# [What you need to do]
Throughout the entries below, report every line where "noun" is found.

# [Saved entries]
....................

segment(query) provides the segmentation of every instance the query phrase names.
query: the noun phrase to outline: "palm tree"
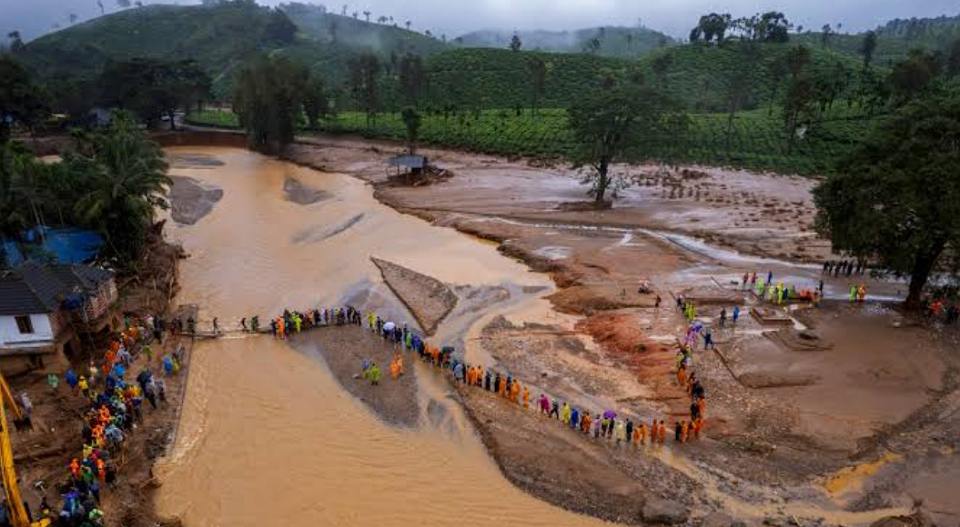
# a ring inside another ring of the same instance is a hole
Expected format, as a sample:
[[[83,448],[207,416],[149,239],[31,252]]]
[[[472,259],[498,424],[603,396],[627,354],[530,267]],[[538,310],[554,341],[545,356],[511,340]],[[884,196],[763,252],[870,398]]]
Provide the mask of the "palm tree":
[[[23,208],[19,181],[22,158],[26,155],[14,143],[0,145],[0,233],[3,234],[16,235],[30,224]]]
[[[363,18],[366,19],[367,22],[369,22],[369,21],[370,21],[370,11],[364,11],[364,12],[363,12]]]
[[[128,114],[114,115],[104,132],[83,139],[84,154],[68,158],[89,175],[86,193],[76,202],[78,218],[97,227],[121,264],[140,255],[157,208],[167,208],[167,163]]]
[[[411,25],[411,24],[413,24],[413,22],[411,22],[411,21],[409,21],[409,20],[407,20],[406,22],[404,22],[404,25],[407,26],[407,29],[408,29],[408,30],[410,29],[410,25]]]

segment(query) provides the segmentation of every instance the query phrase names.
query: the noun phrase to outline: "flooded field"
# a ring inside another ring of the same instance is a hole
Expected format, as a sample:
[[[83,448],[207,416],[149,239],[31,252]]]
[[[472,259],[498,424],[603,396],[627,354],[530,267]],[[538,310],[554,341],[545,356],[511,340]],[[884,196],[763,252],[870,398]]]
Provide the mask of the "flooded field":
[[[452,284],[552,289],[489,244],[380,205],[356,179],[236,149],[168,155],[174,175],[223,190],[209,215],[171,233],[191,255],[179,301],[228,330],[242,316],[347,299],[399,315],[370,256]],[[291,188],[320,199],[303,204]],[[530,295],[516,308],[541,302]],[[419,378],[422,397],[442,403],[445,386]],[[599,523],[508,483],[458,407],[444,408],[442,427],[424,419],[415,430],[394,428],[343,392],[321,361],[285,344],[200,343],[176,445],[158,466],[157,505],[188,526]]]

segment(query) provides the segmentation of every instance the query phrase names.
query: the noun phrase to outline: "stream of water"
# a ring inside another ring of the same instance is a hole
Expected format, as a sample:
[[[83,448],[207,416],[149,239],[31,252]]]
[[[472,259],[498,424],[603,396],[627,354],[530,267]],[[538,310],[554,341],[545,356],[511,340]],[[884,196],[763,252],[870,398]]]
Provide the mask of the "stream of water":
[[[178,301],[198,304],[201,319],[216,316],[221,327],[347,300],[401,317],[370,256],[448,283],[552,290],[547,277],[490,244],[381,205],[354,178],[238,149],[167,153],[172,174],[224,191],[207,217],[171,229],[190,254]],[[222,164],[195,162],[204,158]],[[291,178],[321,199],[286,199]],[[538,302],[531,296],[514,307]],[[419,378],[423,397],[444,397],[431,376]],[[397,429],[346,394],[321,362],[278,341],[200,342],[176,444],[157,466],[157,507],[187,526],[600,524],[511,485],[457,405],[445,408],[447,426],[424,420]]]

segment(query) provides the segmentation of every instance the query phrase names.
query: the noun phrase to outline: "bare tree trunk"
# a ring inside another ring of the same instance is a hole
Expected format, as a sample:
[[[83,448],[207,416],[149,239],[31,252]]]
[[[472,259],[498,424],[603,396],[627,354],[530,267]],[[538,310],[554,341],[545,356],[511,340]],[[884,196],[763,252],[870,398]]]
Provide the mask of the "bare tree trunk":
[[[603,198],[607,194],[607,187],[610,186],[609,171],[610,162],[606,159],[601,160],[600,166],[597,167],[597,195],[595,196],[597,203],[603,203]]]

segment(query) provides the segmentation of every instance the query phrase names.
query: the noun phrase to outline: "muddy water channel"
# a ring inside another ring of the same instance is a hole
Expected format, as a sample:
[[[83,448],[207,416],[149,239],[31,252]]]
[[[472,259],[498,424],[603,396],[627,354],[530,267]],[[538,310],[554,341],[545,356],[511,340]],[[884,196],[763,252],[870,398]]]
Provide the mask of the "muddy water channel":
[[[552,290],[489,244],[379,204],[357,179],[238,149],[167,153],[187,189],[180,205],[191,209],[175,211],[191,221],[169,229],[190,254],[178,300],[200,306],[201,327],[214,316],[230,330],[244,316],[348,302],[412,320],[371,256],[511,293],[462,310],[476,319],[541,309]],[[439,335],[465,333],[469,317],[455,312]],[[160,512],[188,526],[599,523],[508,483],[447,388],[418,373],[421,408],[432,400],[443,418],[393,427],[317,357],[265,336],[198,343],[176,444],[157,467]]]

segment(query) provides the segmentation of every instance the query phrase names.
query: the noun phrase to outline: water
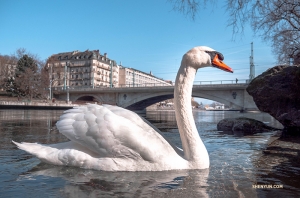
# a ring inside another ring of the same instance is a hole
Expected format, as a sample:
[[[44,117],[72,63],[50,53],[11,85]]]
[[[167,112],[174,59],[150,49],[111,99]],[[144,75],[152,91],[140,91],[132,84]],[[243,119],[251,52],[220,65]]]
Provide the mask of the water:
[[[53,130],[60,110],[0,110],[0,197],[268,197],[300,196],[298,167],[293,171],[261,170],[255,160],[273,132],[229,134],[216,129],[223,118],[246,116],[274,127],[264,113],[194,111],[210,155],[207,170],[103,172],[41,163],[16,148],[11,140],[52,144],[67,139]],[[173,111],[147,112],[147,119],[180,146]],[[282,176],[284,175],[284,177]],[[289,181],[287,178],[293,178]],[[281,184],[283,189],[255,189],[256,183]]]

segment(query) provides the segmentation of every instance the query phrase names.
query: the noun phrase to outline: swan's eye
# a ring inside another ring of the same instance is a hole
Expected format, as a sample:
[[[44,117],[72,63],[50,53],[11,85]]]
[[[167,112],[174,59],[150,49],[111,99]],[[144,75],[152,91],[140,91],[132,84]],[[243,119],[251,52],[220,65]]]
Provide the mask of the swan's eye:
[[[217,53],[217,55],[218,55],[218,58],[222,61],[222,60],[224,60],[224,56],[223,56],[223,54],[221,54],[220,52],[216,52]]]
[[[213,60],[216,56],[218,56],[219,60],[224,60],[224,56],[222,53],[217,52],[217,51],[206,51],[206,53],[208,53],[211,57],[211,60]]]

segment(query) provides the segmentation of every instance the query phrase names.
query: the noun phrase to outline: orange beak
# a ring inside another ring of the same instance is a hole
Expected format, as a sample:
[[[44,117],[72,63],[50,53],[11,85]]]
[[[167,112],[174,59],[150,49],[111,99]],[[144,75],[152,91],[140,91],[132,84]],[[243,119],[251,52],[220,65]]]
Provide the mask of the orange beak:
[[[223,61],[221,61],[219,59],[218,54],[215,55],[215,57],[212,61],[212,65],[215,66],[216,68],[219,68],[219,69],[223,70],[223,71],[233,73],[233,70],[228,65],[226,65]]]

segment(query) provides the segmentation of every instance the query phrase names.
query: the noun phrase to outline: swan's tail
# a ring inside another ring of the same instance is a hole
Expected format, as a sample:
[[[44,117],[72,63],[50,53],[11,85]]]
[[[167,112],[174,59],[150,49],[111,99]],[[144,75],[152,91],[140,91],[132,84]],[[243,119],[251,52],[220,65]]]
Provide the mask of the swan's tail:
[[[36,156],[41,161],[48,164],[76,166],[85,169],[104,171],[135,171],[140,169],[133,159],[98,158],[91,153],[91,151],[83,149],[82,146],[71,141],[55,145],[41,145],[38,143],[27,142],[18,143],[15,141],[12,141],[12,143],[17,145],[19,149]]]
[[[94,153],[84,149],[82,146],[69,142],[52,145],[42,145],[38,143],[18,143],[12,141],[21,150],[24,150],[41,161],[53,165],[77,166],[86,169],[111,170],[110,158],[96,158]],[[110,162],[110,163],[108,163]]]
[[[27,153],[30,153],[32,155],[37,155],[37,151],[39,151],[40,147],[42,146],[37,143],[27,143],[27,142],[18,143],[13,140],[12,143],[14,143],[19,149],[24,150]]]
[[[12,143],[14,143],[19,149],[36,156],[43,162],[55,165],[63,165],[63,163],[57,158],[57,148],[41,145],[38,143],[18,143],[13,140]]]

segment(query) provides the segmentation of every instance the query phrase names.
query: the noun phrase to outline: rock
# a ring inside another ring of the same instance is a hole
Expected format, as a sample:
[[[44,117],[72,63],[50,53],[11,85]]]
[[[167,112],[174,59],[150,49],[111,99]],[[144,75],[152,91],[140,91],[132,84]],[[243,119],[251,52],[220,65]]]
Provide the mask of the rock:
[[[225,118],[218,123],[217,129],[218,131],[232,131],[245,133],[257,133],[278,130],[276,128],[267,126],[261,121],[245,117]]]
[[[300,135],[300,67],[276,66],[251,81],[247,92],[260,111],[283,126],[284,134]]]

....................

# [Solution below]
query: the noun phrase to outline: "palm tree"
query: the noun phrase to outline: "flooded field"
query: the noun phrase to outline: "stream of water"
query: the noun phrase to outline: "bare tree trunk"
query: the noun phrase to outline: "muddy water channel"
query: the noun phrase to outline: water
query: the noun phrase to outline: swan's eye
query: the noun phrase to outline: orange beak
query: the noun phrase to outline: swan's tail
query: the noun phrase to outline: rock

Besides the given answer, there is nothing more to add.